#### [PROBLEM]
Count the lines in the items below that contain the string "mountain", treating uppercase and lowercase as different. Reply with the number alone.

#### [TASK INPUT]
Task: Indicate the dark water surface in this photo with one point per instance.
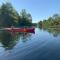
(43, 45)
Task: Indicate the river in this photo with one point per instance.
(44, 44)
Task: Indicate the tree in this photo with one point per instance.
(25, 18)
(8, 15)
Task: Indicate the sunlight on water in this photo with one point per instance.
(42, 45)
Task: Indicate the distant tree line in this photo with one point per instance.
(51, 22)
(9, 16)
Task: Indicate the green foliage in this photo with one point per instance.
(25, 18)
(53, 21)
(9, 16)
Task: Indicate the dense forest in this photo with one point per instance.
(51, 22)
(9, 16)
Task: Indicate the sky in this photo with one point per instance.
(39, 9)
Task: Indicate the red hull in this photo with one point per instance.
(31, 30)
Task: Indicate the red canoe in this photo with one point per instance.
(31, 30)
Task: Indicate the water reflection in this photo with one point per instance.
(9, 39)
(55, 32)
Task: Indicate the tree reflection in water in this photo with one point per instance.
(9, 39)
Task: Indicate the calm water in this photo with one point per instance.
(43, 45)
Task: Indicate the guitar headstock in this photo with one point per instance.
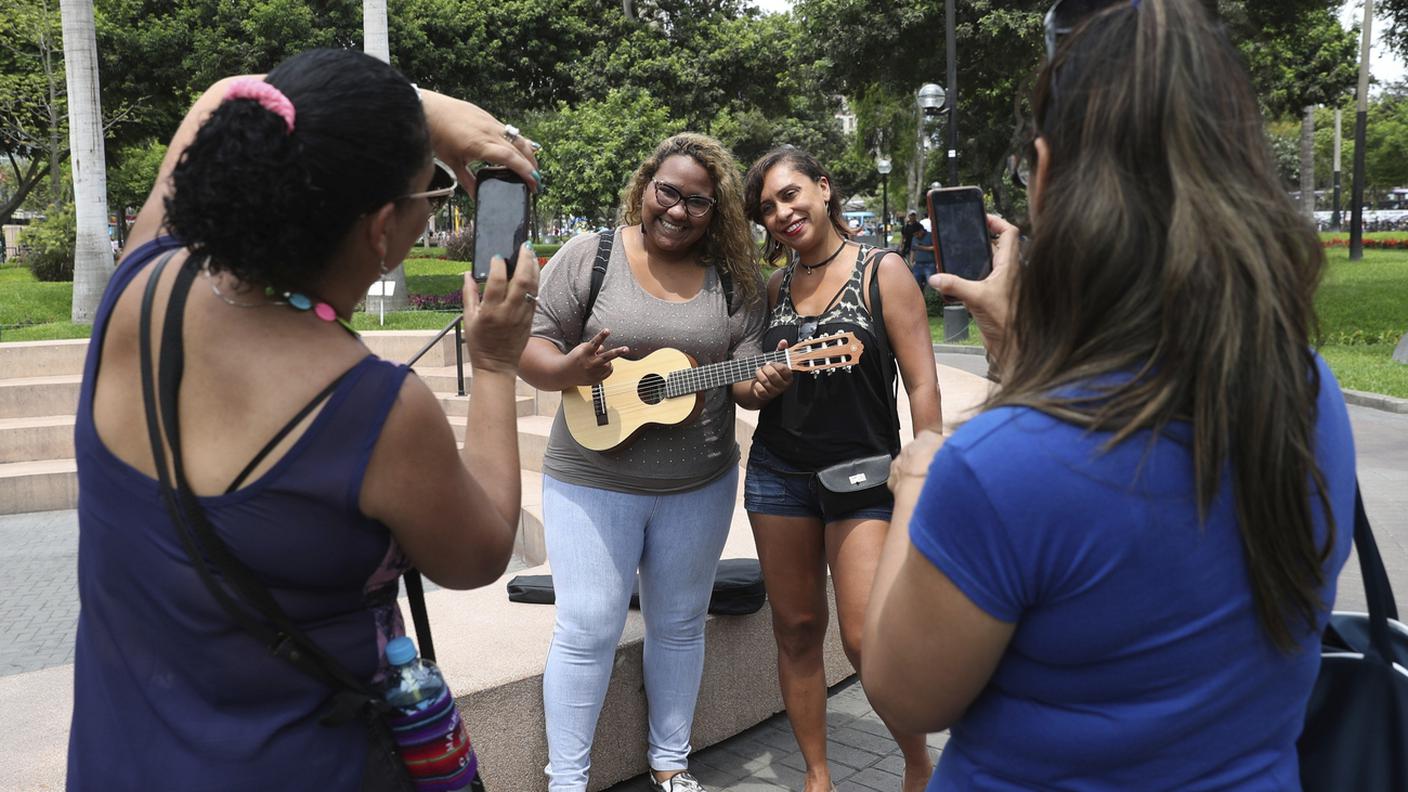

==

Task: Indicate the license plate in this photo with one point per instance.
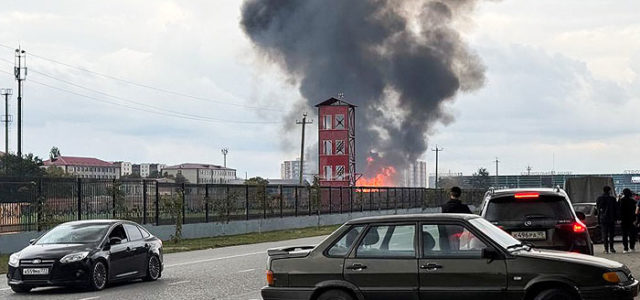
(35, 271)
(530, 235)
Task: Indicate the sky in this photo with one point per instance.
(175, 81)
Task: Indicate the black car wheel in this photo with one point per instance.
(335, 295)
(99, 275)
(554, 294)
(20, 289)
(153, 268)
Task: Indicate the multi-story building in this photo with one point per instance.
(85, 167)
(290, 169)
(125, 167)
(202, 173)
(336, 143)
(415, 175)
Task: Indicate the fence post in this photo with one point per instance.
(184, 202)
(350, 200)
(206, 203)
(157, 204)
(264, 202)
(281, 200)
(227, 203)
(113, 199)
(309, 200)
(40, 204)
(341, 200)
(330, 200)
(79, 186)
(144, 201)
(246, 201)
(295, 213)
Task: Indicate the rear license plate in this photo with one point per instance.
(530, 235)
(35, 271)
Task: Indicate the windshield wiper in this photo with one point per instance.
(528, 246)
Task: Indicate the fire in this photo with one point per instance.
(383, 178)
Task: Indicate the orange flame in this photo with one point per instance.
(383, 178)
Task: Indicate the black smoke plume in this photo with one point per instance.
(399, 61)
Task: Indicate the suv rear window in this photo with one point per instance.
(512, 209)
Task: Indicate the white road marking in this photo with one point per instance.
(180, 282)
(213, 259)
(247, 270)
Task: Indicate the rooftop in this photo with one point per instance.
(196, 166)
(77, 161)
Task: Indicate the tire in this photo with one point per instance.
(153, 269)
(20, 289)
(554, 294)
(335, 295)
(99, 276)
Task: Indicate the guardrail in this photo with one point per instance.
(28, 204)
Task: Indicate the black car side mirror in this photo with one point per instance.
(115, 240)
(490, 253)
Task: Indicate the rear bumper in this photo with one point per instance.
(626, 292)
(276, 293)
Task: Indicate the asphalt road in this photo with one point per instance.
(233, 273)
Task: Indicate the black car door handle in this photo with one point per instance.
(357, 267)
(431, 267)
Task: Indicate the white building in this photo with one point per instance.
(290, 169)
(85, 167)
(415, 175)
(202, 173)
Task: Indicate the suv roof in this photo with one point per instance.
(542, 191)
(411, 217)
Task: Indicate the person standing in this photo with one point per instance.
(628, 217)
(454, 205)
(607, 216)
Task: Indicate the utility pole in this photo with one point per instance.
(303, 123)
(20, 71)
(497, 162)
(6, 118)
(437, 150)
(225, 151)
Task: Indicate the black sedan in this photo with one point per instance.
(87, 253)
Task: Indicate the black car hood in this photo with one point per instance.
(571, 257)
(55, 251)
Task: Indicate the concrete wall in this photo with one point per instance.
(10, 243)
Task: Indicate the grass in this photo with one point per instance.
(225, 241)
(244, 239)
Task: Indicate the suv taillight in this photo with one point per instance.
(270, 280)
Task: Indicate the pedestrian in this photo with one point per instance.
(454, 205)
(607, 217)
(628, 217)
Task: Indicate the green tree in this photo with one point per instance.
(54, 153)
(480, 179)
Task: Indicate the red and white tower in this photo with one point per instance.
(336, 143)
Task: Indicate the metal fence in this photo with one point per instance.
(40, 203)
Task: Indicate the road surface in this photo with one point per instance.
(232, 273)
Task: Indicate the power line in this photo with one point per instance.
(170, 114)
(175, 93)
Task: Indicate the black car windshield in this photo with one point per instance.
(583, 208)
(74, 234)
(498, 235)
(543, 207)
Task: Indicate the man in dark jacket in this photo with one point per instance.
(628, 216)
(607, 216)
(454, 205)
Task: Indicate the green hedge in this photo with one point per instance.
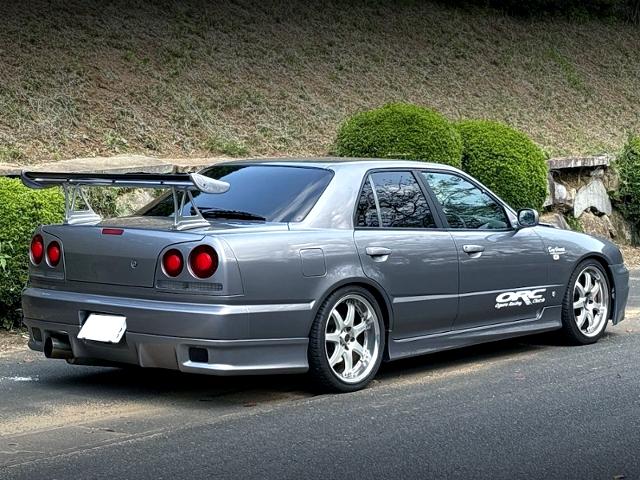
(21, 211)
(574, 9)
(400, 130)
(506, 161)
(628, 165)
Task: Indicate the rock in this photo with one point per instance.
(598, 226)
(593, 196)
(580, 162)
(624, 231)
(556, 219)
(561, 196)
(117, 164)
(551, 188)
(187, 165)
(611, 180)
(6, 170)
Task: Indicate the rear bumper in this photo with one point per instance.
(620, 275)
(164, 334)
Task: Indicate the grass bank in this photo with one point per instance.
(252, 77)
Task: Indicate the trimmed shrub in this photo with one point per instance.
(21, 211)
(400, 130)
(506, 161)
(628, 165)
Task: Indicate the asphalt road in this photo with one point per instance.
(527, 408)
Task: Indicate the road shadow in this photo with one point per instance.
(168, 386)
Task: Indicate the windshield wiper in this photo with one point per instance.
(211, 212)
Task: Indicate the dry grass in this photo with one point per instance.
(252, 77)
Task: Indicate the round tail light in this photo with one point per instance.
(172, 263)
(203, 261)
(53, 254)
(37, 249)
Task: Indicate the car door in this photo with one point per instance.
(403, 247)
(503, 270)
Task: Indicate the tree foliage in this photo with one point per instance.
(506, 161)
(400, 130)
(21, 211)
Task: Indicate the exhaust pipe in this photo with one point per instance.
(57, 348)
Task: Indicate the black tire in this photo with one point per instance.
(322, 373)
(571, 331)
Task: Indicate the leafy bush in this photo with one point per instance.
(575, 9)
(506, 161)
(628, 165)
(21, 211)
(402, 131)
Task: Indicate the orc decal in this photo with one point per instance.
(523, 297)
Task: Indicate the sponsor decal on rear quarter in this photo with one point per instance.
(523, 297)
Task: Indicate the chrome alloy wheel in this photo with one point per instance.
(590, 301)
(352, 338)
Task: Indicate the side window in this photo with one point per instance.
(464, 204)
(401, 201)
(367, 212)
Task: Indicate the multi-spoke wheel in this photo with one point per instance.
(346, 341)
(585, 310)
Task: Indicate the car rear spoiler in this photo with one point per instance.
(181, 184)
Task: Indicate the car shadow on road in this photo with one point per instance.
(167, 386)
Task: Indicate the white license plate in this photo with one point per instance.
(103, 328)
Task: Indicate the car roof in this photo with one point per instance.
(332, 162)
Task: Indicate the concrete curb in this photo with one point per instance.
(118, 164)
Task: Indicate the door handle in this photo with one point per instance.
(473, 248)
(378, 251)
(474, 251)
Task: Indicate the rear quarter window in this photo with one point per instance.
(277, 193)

--

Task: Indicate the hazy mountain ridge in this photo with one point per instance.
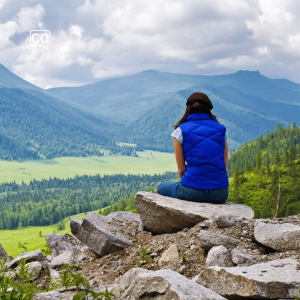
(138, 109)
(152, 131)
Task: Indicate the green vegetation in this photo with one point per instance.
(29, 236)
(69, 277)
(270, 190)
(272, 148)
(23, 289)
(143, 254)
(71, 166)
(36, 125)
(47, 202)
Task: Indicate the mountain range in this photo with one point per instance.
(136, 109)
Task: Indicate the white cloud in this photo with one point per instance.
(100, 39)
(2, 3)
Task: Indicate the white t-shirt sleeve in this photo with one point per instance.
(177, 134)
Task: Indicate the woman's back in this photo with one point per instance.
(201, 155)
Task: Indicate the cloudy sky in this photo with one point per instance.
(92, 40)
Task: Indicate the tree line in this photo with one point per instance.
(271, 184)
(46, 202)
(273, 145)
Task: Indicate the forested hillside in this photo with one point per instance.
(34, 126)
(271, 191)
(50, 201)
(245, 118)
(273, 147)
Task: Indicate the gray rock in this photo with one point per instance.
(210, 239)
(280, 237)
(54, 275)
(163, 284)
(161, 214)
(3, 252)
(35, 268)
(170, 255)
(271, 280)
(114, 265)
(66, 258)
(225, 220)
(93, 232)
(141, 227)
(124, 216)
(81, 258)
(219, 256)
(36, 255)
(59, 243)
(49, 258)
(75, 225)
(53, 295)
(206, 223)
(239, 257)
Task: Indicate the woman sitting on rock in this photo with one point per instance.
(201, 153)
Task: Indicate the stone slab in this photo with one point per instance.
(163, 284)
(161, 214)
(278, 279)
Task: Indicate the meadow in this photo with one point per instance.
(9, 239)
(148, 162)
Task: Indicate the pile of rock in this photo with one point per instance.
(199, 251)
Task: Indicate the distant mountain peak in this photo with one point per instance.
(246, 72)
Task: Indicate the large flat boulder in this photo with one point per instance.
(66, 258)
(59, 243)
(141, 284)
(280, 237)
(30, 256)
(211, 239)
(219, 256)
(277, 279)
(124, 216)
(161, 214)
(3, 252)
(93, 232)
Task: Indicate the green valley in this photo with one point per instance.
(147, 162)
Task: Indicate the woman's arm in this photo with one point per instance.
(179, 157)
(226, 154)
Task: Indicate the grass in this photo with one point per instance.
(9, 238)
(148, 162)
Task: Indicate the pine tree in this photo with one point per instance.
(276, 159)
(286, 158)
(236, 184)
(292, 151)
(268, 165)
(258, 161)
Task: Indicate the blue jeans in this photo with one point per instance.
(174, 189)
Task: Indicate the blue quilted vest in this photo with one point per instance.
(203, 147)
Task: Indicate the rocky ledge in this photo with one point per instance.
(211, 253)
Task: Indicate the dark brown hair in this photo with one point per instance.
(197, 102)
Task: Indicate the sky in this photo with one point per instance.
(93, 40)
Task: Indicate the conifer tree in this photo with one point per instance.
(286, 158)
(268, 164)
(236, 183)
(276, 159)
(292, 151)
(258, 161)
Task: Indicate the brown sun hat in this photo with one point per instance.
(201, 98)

#### [CORRECT OUTPUT]
3